>> begin Document
Financial Management Online MCQ Set 20

QN01. Gordon's Model of dividend relevance is same as

  1. No-growth Model of equity valuation
  2. Constant growth Model of equity valuation
  3. Price-Earning Ratio
  4. Inverse of Price Earnings Ratio
Answer

(B)Constant growth Model of equity valuation

QN02. Dividend declared by a company must be paid in

  1. 20 days
  2. 30 days
  3. 32 days
  4. 42 days
Answer

(B)30 days

QN03. In India, Dividend Distribution tax is paid on

  1. Equity Share
  2. Preference Share
  3. Debenture
  4. Both (a) and (b)
Answer

(D)Both (a) and (b)

QN04. Which of the following is not considered in Lintner's Model ?

  1. Dividend payout ratio
  2. Current EPS
  3. Speed of Adjustment
  4. Preceding year EPS
Answer

(D)Preceding year EPS

QN05. The Transaction Motive for holding cash is for

  1. Safety Cushion
  2. Daily Operations
  3. Purchase of Assets
  4. Payment of Dividends
Answer

(B)Daily Operations

QN06. Which of the following is not considered by Miller-Orr Model?

  1. Variability in cash requirement
  2. Cost of transaction
  3. Holding cost
  4. Total annual requirement of cash
Answer

(D)Total annual requirement of cash

QN07. Which of the following is not a technique of receivables Management?
>> end Document
◆ Task brief: In the financial management quiz, start at "1. Safety Cushion" and end after "by Miller-Orr Model?", writing the passage out again with "Daily Operations" changed to "Routine Operations".
>> begin Data shown
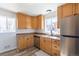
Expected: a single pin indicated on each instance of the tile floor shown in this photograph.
(28, 52)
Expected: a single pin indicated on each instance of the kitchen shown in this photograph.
(38, 29)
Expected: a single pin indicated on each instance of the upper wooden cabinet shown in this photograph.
(40, 22)
(34, 22)
(66, 10)
(28, 21)
(59, 16)
(21, 21)
(45, 44)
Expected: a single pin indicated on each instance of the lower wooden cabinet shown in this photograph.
(24, 41)
(45, 44)
(55, 52)
(50, 46)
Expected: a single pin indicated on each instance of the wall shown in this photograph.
(7, 40)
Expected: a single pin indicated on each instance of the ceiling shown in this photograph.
(32, 9)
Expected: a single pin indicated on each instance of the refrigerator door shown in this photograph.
(68, 46)
(70, 26)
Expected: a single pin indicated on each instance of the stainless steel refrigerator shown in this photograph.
(69, 30)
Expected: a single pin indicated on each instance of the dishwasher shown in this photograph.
(37, 42)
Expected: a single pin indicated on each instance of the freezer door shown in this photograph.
(70, 26)
(68, 46)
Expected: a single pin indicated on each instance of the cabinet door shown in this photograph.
(30, 41)
(40, 24)
(28, 21)
(21, 21)
(42, 43)
(67, 10)
(59, 16)
(48, 45)
(21, 42)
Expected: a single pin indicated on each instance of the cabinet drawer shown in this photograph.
(56, 42)
(55, 52)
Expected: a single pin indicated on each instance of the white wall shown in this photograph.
(7, 41)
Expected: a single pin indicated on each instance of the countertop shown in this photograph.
(41, 35)
(48, 36)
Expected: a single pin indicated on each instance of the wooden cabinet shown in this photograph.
(55, 47)
(21, 42)
(40, 22)
(34, 22)
(42, 43)
(45, 44)
(59, 16)
(77, 8)
(67, 10)
(28, 22)
(48, 45)
(21, 21)
(24, 41)
(30, 41)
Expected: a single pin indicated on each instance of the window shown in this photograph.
(7, 24)
(50, 24)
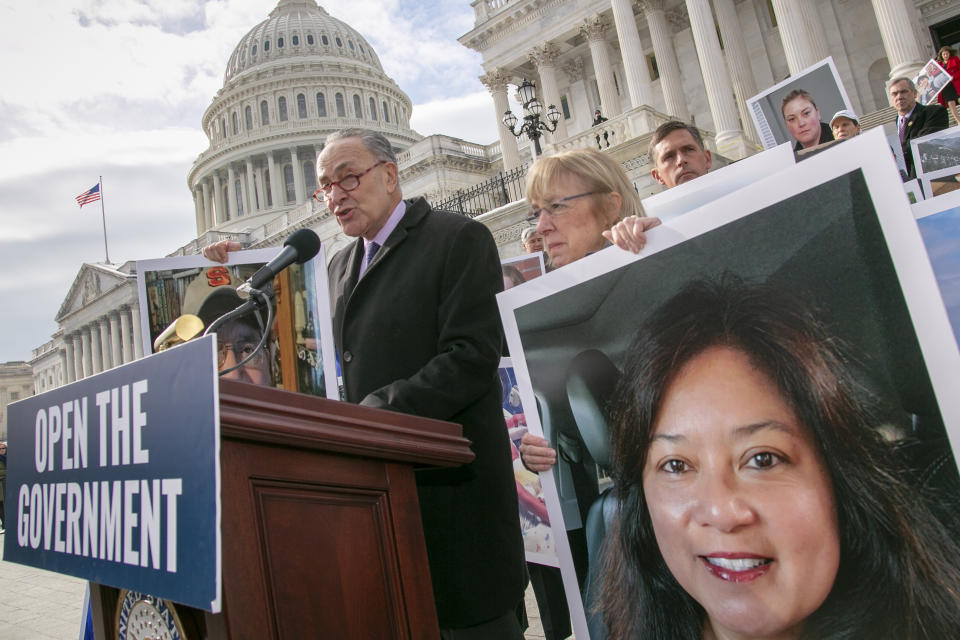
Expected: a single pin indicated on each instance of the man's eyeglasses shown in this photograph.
(241, 351)
(557, 208)
(348, 182)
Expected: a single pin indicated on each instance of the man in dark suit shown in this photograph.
(913, 119)
(417, 330)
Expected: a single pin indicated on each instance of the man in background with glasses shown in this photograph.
(417, 330)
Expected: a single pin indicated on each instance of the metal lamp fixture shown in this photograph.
(532, 125)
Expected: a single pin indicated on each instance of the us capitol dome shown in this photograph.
(296, 77)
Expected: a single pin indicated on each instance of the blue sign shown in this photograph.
(116, 478)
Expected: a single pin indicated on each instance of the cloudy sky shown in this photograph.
(117, 88)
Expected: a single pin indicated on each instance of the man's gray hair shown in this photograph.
(375, 142)
(909, 82)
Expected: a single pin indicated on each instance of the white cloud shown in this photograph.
(470, 117)
(117, 88)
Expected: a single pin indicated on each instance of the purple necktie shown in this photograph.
(372, 249)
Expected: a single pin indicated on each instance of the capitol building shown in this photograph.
(301, 74)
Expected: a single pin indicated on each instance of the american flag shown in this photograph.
(90, 195)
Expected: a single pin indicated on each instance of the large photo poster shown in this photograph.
(825, 248)
(298, 354)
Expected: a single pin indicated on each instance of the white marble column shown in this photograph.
(116, 356)
(544, 58)
(262, 189)
(631, 51)
(801, 32)
(69, 365)
(231, 193)
(594, 29)
(137, 332)
(244, 196)
(496, 83)
(126, 347)
(670, 81)
(96, 348)
(904, 52)
(252, 201)
(198, 210)
(219, 204)
(297, 175)
(729, 138)
(278, 194)
(61, 377)
(208, 220)
(105, 343)
(738, 63)
(77, 357)
(86, 361)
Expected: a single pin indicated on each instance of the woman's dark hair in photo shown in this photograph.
(898, 575)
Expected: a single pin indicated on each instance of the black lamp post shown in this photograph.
(532, 124)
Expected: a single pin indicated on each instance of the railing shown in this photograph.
(503, 188)
(617, 130)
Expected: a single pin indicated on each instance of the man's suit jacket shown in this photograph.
(420, 333)
(924, 120)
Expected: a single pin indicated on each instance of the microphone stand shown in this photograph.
(245, 308)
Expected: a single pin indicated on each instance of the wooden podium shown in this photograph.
(320, 521)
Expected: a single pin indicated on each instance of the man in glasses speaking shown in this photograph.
(417, 330)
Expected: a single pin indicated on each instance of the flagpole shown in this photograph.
(104, 216)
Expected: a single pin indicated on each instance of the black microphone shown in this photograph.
(301, 246)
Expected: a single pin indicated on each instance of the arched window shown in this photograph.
(288, 183)
(309, 176)
(238, 188)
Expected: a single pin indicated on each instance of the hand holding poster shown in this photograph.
(834, 236)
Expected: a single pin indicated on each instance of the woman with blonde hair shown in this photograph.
(575, 198)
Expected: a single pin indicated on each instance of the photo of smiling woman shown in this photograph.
(802, 118)
(756, 496)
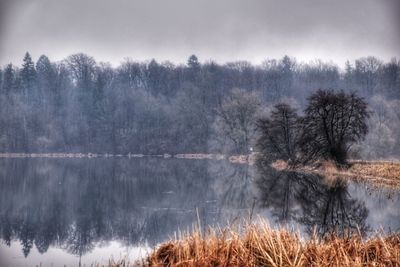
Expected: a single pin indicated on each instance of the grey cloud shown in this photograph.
(223, 30)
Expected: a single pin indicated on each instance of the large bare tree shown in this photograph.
(333, 122)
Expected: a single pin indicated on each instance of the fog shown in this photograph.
(80, 105)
>> end Data shown
◆ Correct result:
1. Safety Cushion
  2. Routine Operations
  3. Purchase of Assets
  4. Payment of Dividends
Answer

(B)Routine Operations

QN06. Which of the following is not considered by Miller-Orr Model?